**Tasks:**
a) According to the article on CC Spaulding School, where was the school's first two-room classroom located?
b) Condense the paragraph of the article on CC Spaulding School that begins "With black donors donating land" into a short bulleted list that keeps its main facts.
c) Extend the article on CC Spaulding School, picking up after its final sentence.

**Passage given:**
--- start ---
Black History: CC Spaulding School Tiger Legacy

 

Kacey Cooper•Sun, Feb 09, 2020 Southern Nash News

When the African American community in Spring Hope hears the word “Spaulding,” they think of the triumph it took to be able to teach their children when black people lacked the fundamental opportunity of education during racial segregation. At the onset of leaving the building, alumni members sought to spread its treasured history for generations to come. 

 

In 1921, Spaulding’s humble beginnings arose as an all-black school in a two-room classroom near Meeks Cemetery where it coined the name Meeks School. The school was soon moved to the Odd Fellows Hall. Community leaders however sought for a better schooling arrangement for their children. 

 

With black donors donating land for the school and help from the Julius Rosenwald Fund (which donated millions for African American schools), along with matching funds from Nash County, Meeks School was relocated to its current location on South Pine Street. 

 

The name was changed to Spring Hope Colored High School. During the same year, the students and teachers faced a devastating loss as they saw their beloved school go up in flames, moving the school into nearby area churches.
--- end ---
**Recorded information:**
--- start ---
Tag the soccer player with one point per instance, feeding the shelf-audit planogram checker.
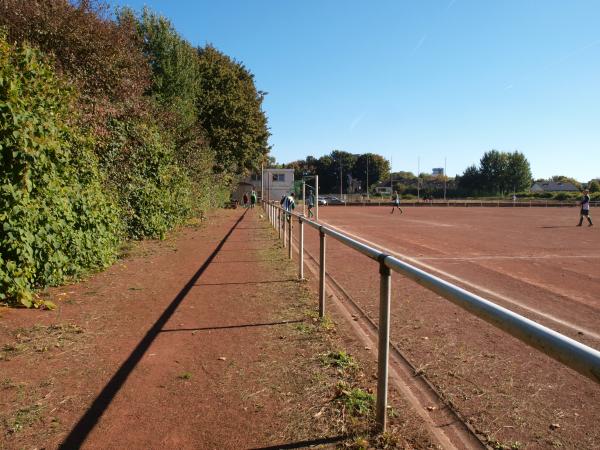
(396, 202)
(585, 209)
--- end ---
**Outputs in order:**
a) Near Meeks Cemetery.

b)
- Black donors gave land for the school.
- The Julius Rosenwald Fund, which donated millions for African American schools, helped.
- Nash County provided matching funds.
- Meeks School moved to its current location on South Pine Street.

c)
 

With students now having to be educated at St. Stephen and New Hope Churches, Nash County decided to replace the building for the Spaulding students. Later, more buildings were added on to the school, including an agricultural building, a gym that was nicknamed the “Tin Can” due to it being covered in tin, and the High School Building near Pine Street to fight over crowdedness from newly consolidating schools. 

 

After the addition of the high school building, the school was named C.C. Spaulding after Dr. Charles Clinton Spaulding who was the head of the North Carolina Mutual Life Insurance Company-one of the largest African American businesses in America. The school mascot became the Spaulding Tigers. 

 

The school continued to advance with a new auditorium and constructed more buildings for classroom use. The Class of 1941 was the first to graduate from the high school building, which only went up to the 11th grade.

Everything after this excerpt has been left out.